[Items listed in a dataset]

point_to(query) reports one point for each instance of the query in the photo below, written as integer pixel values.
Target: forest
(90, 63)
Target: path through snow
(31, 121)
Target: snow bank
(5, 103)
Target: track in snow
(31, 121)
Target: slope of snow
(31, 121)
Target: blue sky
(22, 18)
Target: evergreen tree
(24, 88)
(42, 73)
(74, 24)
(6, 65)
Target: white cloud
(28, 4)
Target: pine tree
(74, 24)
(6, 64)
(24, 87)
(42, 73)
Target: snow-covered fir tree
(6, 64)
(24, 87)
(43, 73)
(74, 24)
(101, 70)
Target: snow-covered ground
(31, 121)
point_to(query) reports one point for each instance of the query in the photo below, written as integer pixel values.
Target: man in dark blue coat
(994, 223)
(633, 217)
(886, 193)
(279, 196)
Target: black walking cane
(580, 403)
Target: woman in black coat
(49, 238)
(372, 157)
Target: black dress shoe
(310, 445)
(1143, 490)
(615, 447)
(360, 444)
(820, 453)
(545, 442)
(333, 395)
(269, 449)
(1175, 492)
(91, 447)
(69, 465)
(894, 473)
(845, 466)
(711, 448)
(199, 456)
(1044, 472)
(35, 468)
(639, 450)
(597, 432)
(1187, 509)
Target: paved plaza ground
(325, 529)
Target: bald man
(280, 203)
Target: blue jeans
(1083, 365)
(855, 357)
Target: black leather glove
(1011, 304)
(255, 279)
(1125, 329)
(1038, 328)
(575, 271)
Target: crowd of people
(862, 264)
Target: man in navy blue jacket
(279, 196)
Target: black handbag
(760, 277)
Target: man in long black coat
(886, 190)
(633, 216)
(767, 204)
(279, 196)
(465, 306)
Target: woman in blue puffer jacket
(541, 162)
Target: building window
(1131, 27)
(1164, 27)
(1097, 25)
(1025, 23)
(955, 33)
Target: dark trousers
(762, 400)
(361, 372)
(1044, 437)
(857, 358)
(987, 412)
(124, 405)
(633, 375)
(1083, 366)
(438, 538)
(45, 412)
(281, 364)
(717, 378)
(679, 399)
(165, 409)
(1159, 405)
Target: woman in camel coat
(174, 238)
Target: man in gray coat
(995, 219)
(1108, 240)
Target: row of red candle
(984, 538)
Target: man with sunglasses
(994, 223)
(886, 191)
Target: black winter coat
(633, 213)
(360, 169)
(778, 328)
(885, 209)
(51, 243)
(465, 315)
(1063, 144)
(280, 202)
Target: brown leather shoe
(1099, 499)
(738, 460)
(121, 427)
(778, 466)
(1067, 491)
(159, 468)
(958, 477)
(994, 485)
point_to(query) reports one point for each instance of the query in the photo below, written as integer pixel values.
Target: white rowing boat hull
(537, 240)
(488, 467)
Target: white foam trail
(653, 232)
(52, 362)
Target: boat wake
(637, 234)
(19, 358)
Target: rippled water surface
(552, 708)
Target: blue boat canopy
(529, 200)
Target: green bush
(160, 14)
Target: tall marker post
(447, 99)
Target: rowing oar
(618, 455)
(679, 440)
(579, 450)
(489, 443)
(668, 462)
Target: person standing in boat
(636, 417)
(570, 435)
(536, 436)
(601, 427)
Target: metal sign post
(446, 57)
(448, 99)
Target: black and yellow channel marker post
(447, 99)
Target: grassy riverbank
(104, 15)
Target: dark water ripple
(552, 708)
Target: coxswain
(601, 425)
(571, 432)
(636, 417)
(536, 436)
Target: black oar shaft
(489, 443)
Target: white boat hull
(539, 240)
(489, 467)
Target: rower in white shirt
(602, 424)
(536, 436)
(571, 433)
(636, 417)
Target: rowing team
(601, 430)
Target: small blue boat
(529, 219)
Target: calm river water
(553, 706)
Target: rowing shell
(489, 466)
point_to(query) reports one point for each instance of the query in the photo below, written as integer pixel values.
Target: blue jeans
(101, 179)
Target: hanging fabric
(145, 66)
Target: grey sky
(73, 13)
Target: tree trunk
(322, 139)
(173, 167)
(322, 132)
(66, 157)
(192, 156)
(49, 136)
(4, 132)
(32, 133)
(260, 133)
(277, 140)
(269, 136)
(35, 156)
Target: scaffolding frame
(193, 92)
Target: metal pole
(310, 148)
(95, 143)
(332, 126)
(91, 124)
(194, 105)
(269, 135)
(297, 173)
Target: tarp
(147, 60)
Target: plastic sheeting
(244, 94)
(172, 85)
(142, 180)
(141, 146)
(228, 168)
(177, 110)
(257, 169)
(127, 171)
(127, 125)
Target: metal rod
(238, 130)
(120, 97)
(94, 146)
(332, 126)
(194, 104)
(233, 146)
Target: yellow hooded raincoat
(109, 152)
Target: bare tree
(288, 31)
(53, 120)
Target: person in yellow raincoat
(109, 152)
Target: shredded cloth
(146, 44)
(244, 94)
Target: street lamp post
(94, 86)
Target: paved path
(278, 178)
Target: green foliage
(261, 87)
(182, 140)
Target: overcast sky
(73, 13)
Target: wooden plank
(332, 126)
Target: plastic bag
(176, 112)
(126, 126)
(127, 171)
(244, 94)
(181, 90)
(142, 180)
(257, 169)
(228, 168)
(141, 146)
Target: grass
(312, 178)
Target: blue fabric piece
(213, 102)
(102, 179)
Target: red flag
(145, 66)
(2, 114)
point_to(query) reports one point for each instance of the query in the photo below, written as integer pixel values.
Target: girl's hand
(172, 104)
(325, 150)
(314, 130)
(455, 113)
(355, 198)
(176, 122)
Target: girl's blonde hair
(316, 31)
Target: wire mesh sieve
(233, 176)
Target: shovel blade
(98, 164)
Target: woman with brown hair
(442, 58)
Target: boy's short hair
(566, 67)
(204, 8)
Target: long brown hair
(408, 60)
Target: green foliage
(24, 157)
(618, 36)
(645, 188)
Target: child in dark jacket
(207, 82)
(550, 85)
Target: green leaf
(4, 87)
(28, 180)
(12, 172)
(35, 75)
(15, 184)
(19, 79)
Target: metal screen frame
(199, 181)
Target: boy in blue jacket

— Work instruction —
Line by line, the data should be returned exactly as written.

— Solution below —
point_to(query) reports one point for each instance of the query in the photo below, written as integer pixel values.
Target: forest
(90, 63)
Target: path through snow
(31, 121)
Target: snow bank
(5, 103)
Target: track in snow
(31, 121)
Target: slope of snow
(31, 121)
Target: blue sky
(22, 18)
Target: evergreen tree
(24, 88)
(42, 73)
(74, 24)
(6, 65)
Target: white cloud
(28, 4)
Target: pine tree
(74, 24)
(6, 64)
(24, 87)
(42, 73)
Target: snow-covered fir tree
(6, 64)
(24, 87)
(43, 73)
(74, 24)
(101, 70)
Target: snow-covered ground
(31, 121)
point_to(query) reports one point for each instance of the query in the photo below, written as integer pixel values.
Target: man in dark blue coat
(994, 223)
(633, 217)
(886, 193)
(279, 196)
Target: black walking cane
(580, 403)
Target: woman in black coat
(49, 238)
(372, 157)
Target: black dress shoe
(310, 445)
(1143, 490)
(615, 447)
(360, 444)
(820, 453)
(545, 442)
(333, 395)
(269, 449)
(1175, 492)
(91, 447)
(69, 465)
(894, 473)
(845, 466)
(711, 448)
(199, 456)
(1044, 472)
(35, 468)
(639, 450)
(597, 432)
(1187, 509)
Target: paved plaza ground
(325, 529)
Target: bald man
(280, 203)
Target: blue jeans
(1083, 365)
(855, 357)
Target: black leather glove
(1011, 304)
(255, 279)
(1125, 329)
(1038, 328)
(575, 271)
Target: crowd of people
(862, 264)
Target: man in navy blue jacket
(279, 196)
Target: black handbag
(760, 277)
Target: man in long black coat
(886, 190)
(633, 216)
(767, 204)
(279, 196)
(465, 306)
Target: woman in blue puffer jacket
(541, 162)
Target: building window
(1131, 27)
(1164, 27)
(1097, 25)
(1025, 23)
(955, 33)
Target: dark trousers
(762, 400)
(361, 372)
(1044, 437)
(857, 358)
(987, 412)
(124, 405)
(633, 375)
(1083, 366)
(438, 538)
(45, 412)
(281, 364)
(717, 378)
(679, 399)
(165, 409)
(1159, 405)
Target: woman in camel coat
(174, 238)
Target: man in gray coat
(995, 219)
(1108, 240)
Target: row of red candle
(984, 538)
Target: man with sunglasses
(994, 223)
(886, 191)
Target: black winter coat
(633, 213)
(360, 169)
(778, 328)
(885, 209)
(51, 243)
(465, 315)
(1063, 144)
(280, 202)
Target: brown leather shoe
(1099, 499)
(738, 460)
(121, 427)
(778, 466)
(1067, 491)
(159, 468)
(958, 477)
(994, 485)
point_to(query) reports one point for each instance of the query in the photo below, written as integer pixel values.
Target: white rowing boat hull
(537, 240)
(488, 467)
Target: white foam trail
(653, 232)
(52, 362)
Target: boat wake
(637, 234)
(19, 358)
Target: rippled water surface
(552, 708)
Target: blue boat canopy
(529, 200)
Target: green bush
(160, 14)
Target: tall marker post
(447, 99)
Target: rowing oar
(618, 455)
(679, 440)
(579, 450)
(489, 443)
(668, 462)
Target: person standing in boat
(636, 417)
(570, 435)
(536, 436)
(601, 427)
Target: metal sign post
(446, 57)
(448, 99)
Target: black and yellow channel marker post
(447, 99)
Target: grassy riverbank
(104, 15)
Target: dark water ripple
(552, 708)
Target: coxswain
(601, 425)
(571, 432)
(636, 417)
(536, 436)
Target: black oar shaft
(489, 443)
Target: white boat hull
(539, 240)
(489, 467)
Target: rower in white shirt
(602, 424)
(536, 436)
(571, 433)
(636, 417)
Target: rowing team
(601, 430)
Target: small blue boat
(529, 219)
Target: calm river water
(553, 706)
Target: rowing shell
(489, 466)
point_to(query) reports one point for each instance of the query in the photo below, written as integer pixel values.
Target: blue jeans
(101, 179)
Target: hanging fabric
(145, 66)
Target: grey sky
(73, 13)
Target: tree trunk
(322, 139)
(173, 167)
(322, 132)
(66, 157)
(192, 156)
(49, 136)
(4, 132)
(32, 133)
(260, 133)
(277, 140)
(269, 136)
(35, 156)
Target: scaffolding frame
(193, 92)
Target: metal pole
(310, 148)
(95, 143)
(332, 126)
(91, 124)
(194, 105)
(269, 135)
(297, 173)
Target: tarp
(147, 60)
Target: plastic sheeting
(244, 94)
(172, 85)
(142, 180)
(141, 146)
(228, 168)
(177, 110)
(257, 169)
(127, 171)
(127, 125)
Target: metal rod
(238, 130)
(120, 97)
(94, 146)
(332, 126)
(194, 104)
(233, 146)
Target: yellow hooded raincoat
(109, 152)
Target: bare tree
(288, 31)
(53, 120)
Target: person in yellow raincoat
(109, 152)
Target: shredded cloth
(146, 44)
(244, 94)
Target: street lamp post
(94, 86)
Target: paved path
(278, 178)
Target: green foliage
(261, 87)
(182, 140)
Target: overcast sky
(73, 13)
Target: wooden plank
(332, 126)
Target: plastic bag
(176, 112)
(126, 126)
(127, 171)
(244, 94)
(181, 90)
(142, 180)
(257, 169)
(228, 168)
(141, 146)
Target: grass
(312, 178)
Target: blue fabric piece
(213, 102)
(102, 179)
Target: red flag
(145, 66)
(2, 114)
point_to(query) reports one point for each instance of the query in the photo below, written as integer pixel values.
Target: girl's hand
(172, 104)
(325, 150)
(314, 130)
(455, 113)
(355, 198)
(176, 122)
Target: girl's blonde hair
(316, 31)
Target: wire mesh sieve
(233, 176)
Target: shovel blade
(98, 164)
Target: woman with brown hair
(442, 58)
Target: boy's short hair
(566, 67)
(204, 8)
Target: long brown hair
(408, 60)
Target: green foliage
(24, 157)
(618, 36)
(645, 188)
Target: child in dark jacket
(207, 82)
(550, 85)
Target: green leaf
(4, 87)
(28, 180)
(12, 172)
(35, 75)
(15, 184)
(19, 79)
Target: metal screen frame
(199, 181)
Target: boy in blue jacket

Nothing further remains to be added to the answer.